● **Problem statement**: Reproduce every line of the data below word for word, in the same order.

● **Available records**:
■ ■ ■

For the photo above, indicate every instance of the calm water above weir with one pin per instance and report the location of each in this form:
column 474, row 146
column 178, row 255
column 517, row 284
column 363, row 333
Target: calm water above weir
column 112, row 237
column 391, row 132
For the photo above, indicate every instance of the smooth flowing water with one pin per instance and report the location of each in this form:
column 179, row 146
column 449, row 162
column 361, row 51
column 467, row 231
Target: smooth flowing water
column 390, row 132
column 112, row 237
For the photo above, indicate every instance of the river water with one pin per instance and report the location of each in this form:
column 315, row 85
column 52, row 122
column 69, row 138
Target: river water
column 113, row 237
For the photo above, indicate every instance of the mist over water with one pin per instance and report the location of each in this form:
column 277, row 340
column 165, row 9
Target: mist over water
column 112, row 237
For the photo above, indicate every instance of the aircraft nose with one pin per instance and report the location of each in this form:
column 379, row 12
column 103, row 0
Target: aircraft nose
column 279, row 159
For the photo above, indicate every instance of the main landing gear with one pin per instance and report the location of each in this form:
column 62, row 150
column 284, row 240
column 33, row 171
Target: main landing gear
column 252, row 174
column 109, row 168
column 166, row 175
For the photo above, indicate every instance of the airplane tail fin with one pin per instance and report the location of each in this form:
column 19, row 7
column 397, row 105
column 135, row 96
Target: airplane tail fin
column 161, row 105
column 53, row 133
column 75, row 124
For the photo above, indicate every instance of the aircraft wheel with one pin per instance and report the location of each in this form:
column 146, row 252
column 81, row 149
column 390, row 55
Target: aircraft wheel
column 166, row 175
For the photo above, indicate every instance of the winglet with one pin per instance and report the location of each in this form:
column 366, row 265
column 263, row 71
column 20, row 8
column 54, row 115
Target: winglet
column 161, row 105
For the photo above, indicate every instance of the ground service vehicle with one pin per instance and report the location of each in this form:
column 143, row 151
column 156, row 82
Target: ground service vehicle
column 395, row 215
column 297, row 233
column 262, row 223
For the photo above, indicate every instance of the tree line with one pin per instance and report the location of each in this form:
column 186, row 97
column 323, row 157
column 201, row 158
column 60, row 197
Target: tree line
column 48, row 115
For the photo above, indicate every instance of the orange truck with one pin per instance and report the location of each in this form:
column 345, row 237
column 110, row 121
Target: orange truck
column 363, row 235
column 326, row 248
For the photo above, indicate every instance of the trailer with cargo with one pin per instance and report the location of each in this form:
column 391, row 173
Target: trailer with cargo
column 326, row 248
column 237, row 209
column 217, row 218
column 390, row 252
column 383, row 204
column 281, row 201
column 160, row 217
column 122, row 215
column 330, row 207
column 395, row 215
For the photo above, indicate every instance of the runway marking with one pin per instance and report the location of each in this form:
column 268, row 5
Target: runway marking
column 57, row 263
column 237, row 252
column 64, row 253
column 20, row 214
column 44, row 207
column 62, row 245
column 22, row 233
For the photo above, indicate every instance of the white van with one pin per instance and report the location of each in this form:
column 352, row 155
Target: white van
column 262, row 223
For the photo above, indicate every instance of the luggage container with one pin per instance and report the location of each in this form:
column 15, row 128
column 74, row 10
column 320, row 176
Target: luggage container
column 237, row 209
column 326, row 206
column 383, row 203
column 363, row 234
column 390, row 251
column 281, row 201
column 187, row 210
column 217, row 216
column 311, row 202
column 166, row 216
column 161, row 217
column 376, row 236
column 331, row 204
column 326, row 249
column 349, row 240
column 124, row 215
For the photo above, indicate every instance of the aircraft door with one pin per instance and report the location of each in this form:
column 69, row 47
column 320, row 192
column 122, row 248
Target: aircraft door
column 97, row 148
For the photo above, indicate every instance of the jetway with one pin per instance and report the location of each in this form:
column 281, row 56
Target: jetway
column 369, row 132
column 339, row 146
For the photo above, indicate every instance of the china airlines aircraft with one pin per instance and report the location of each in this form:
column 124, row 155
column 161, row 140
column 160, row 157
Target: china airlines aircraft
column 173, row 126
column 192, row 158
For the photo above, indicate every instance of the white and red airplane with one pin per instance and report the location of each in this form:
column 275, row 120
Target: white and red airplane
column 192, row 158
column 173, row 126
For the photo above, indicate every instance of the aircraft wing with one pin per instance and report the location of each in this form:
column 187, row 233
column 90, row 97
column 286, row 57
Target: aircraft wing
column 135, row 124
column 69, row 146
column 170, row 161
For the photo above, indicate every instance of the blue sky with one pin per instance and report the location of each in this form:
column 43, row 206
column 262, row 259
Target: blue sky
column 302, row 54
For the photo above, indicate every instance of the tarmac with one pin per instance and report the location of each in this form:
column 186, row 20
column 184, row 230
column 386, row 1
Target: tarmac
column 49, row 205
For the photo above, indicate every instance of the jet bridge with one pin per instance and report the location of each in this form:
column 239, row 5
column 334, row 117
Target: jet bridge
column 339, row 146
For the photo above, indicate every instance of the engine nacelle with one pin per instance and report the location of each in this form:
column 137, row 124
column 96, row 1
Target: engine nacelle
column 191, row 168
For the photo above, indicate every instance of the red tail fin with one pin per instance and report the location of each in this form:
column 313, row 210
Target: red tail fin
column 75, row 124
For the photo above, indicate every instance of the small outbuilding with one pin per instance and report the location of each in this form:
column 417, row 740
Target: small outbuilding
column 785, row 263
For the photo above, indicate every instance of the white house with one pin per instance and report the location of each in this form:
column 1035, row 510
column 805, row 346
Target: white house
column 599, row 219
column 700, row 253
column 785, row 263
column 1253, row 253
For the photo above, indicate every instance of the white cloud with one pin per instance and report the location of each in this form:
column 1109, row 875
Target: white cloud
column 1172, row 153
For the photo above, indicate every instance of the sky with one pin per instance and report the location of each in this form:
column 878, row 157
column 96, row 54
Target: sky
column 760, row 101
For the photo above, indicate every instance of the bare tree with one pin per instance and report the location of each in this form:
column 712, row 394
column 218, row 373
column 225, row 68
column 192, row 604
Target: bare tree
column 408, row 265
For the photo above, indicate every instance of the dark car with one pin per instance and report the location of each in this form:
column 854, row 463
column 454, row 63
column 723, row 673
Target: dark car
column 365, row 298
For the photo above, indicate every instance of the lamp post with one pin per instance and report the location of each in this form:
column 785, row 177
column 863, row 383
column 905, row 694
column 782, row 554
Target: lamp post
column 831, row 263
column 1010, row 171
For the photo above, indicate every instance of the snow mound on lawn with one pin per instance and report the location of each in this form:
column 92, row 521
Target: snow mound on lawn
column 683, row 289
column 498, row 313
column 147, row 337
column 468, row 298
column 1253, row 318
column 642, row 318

■ ■ ■

● **Final answer**:
For the photo above, indicate every instance of the calm water above weir with one pin per instance and report the location of each in this form:
column 474, row 146
column 178, row 255
column 517, row 284
column 363, row 333
Target: calm water above weir
column 112, row 237
column 391, row 132
For the photo above, indicate every instance of the smooth flowing water with one pin per instance and report the location of each in this form:
column 179, row 146
column 449, row 162
column 361, row 51
column 467, row 231
Target: smooth flowing water
column 390, row 132
column 112, row 237
For the photo above, indicate every instance of the river water with one pin per instance and report the location of each in this form:
column 315, row 85
column 52, row 122
column 69, row 138
Target: river water
column 113, row 237
For the photo above, indicate every instance of the mist over water with one pin per instance and report the location of each in this form:
column 277, row 340
column 165, row 9
Target: mist over water
column 112, row 237
For the photo above, indicate every instance of the aircraft nose with one pin per instance and report the location of each in this form:
column 379, row 12
column 103, row 0
Target: aircraft nose
column 279, row 159
For the photo above, indicate every instance of the main landing gear with one pin per instance and report the location of each in this form:
column 62, row 150
column 284, row 240
column 33, row 171
Target: main landing gear
column 252, row 174
column 109, row 168
column 166, row 175
For the photo above, indicate every instance of the airplane tail fin with one pin per instance and report the location of each in this form:
column 19, row 7
column 397, row 105
column 135, row 96
Target: airplane tail fin
column 161, row 105
column 53, row 133
column 75, row 124
For the photo above, indicate every instance of the aircraft wheel with one pin per instance and report the location of each in this form:
column 146, row 252
column 81, row 149
column 390, row 55
Target: aircraft wheel
column 166, row 175
For the photo above, indicate every instance of the winglet with one pin per instance and report the location of each in this form:
column 366, row 265
column 263, row 71
column 20, row 8
column 54, row 115
Target: winglet
column 161, row 105
For the photo above, indicate every instance of the ground service vehicle with one pin per instance and report the location of each in this form:
column 143, row 151
column 156, row 82
Target: ground service vehicle
column 395, row 215
column 297, row 233
column 262, row 223
For the photo above, indicate every instance of the tree line with one pin per instance and report the location of each in this form:
column 186, row 97
column 323, row 157
column 201, row 158
column 60, row 197
Target: tree line
column 48, row 115
For the photo above, indicate every instance of the orange truck with one pin per instance and report the location of each in this form:
column 345, row 237
column 110, row 121
Target: orange truck
column 363, row 235
column 326, row 248
For the photo above, indicate every instance of the trailer with cargo with one pin per instance and report the location of each in this form:
column 391, row 173
Target: trailer with cargo
column 326, row 248
column 237, row 209
column 217, row 218
column 390, row 252
column 383, row 204
column 281, row 201
column 160, row 217
column 122, row 215
column 330, row 207
column 395, row 215
For the photo above, indicate every instance of the runway marking with one pin per instance and report the location of each in this form:
column 268, row 5
Target: runway marking
column 57, row 263
column 237, row 252
column 64, row 253
column 20, row 214
column 44, row 207
column 62, row 245
column 22, row 233
For the photo above, indicate every instance of the white van with one pin per instance and report the location of each in this form:
column 352, row 155
Target: white van
column 262, row 223
For the photo above, indicate every instance of the luggage container with one pin per instance and report the location of each in this form:
column 15, row 128
column 74, row 10
column 320, row 176
Target: luggage container
column 237, row 209
column 326, row 206
column 383, row 203
column 363, row 234
column 390, row 251
column 281, row 201
column 187, row 210
column 217, row 216
column 311, row 202
column 166, row 216
column 161, row 217
column 376, row 236
column 331, row 204
column 326, row 249
column 349, row 240
column 124, row 215
For the photo above, indicate every instance of the aircraft door with one pin per instance and report the location of each in this form:
column 69, row 47
column 320, row 192
column 122, row 248
Target: aircraft door
column 97, row 148
For the photo above, indicate every instance of the jetway with one pin per instance and report the location of each in this form:
column 281, row 56
Target: jetway
column 369, row 132
column 339, row 146
For the photo above, indicate every instance of the china airlines aircraft with one pin per instance and report the location of each in this form:
column 124, row 155
column 161, row 140
column 160, row 157
Target: china airlines aircraft
column 173, row 126
column 192, row 158
For the photo above, indicate every instance of the white and red airplane with one pin per instance and report the location of each in this form:
column 275, row 120
Target: white and red airplane
column 192, row 158
column 173, row 126
For the photo above, indicate every instance of the aircraft wing with one pin per instance and report the location of each in this form:
column 187, row 233
column 90, row 97
column 286, row 57
Target: aircraft wing
column 135, row 124
column 69, row 146
column 170, row 161
For the photo above, indicate every instance of the blue sky with one pin per instance and report the location of each in this form:
column 43, row 206
column 262, row 259
Target: blue sky
column 302, row 54
For the photo above, indicate every instance of the tarmac with one pin per instance and report the location of each in this form:
column 186, row 20
column 184, row 230
column 386, row 1
Target: tarmac
column 49, row 205
For the photo above, indicate every instance of the jet bridge with one pin per instance and report the location of each in this form:
column 239, row 5
column 334, row 117
Target: jet bridge
column 339, row 146
For the photo above, indicate every instance of the engine nacelle with one pin per instance and report the location of each in this form:
column 137, row 124
column 96, row 1
Target: engine nacelle
column 191, row 168
For the photo above, indicate every instance of the red tail fin with one pin per instance and report the location of each in this form:
column 313, row 210
Target: red tail fin
column 75, row 124
For the photo above, indicate every instance of the small outbuilding with one pin per instance and report the location of each in this form:
column 417, row 740
Target: small outbuilding
column 785, row 263
For the photo above, indicate every instance of the white house with one pin per instance and report the location of each in this form:
column 1035, row 510
column 805, row 346
Target: white house
column 599, row 219
column 700, row 253
column 785, row 263
column 1253, row 253
For the photo above, indicate every instance of the white cloud with one pin per instance and report the location of each in this form:
column 1109, row 875
Target: white cloud
column 1172, row 153
For the photo above, indicate every instance of the sky with one pin per instance and report the location of each in this form:
column 878, row 157
column 96, row 54
Target: sky
column 760, row 101
For the photo above, indicate every instance of the bare tree with one pin per instance and report the location of each in this form:
column 712, row 394
column 218, row 373
column 225, row 68
column 192, row 604
Target: bare tree
column 408, row 265
For the photo above, indicate every instance of the dark car with one pin per instance and report the location of each in this form:
column 854, row 463
column 454, row 63
column 723, row 673
Target: dark car
column 365, row 298
For the photo above, indicate every instance of the lamp post with one pin per instance and report the location of each in this form:
column 785, row 177
column 863, row 383
column 905, row 694
column 782, row 554
Target: lamp post
column 831, row 263
column 1010, row 171
For the photo above, indicate every instance of the snow mound on lawn with one pin per instance and report the location of each in this form:
column 92, row 521
Target: snow mound on lawn
column 683, row 289
column 498, row 313
column 147, row 337
column 468, row 298
column 1253, row 318
column 642, row 318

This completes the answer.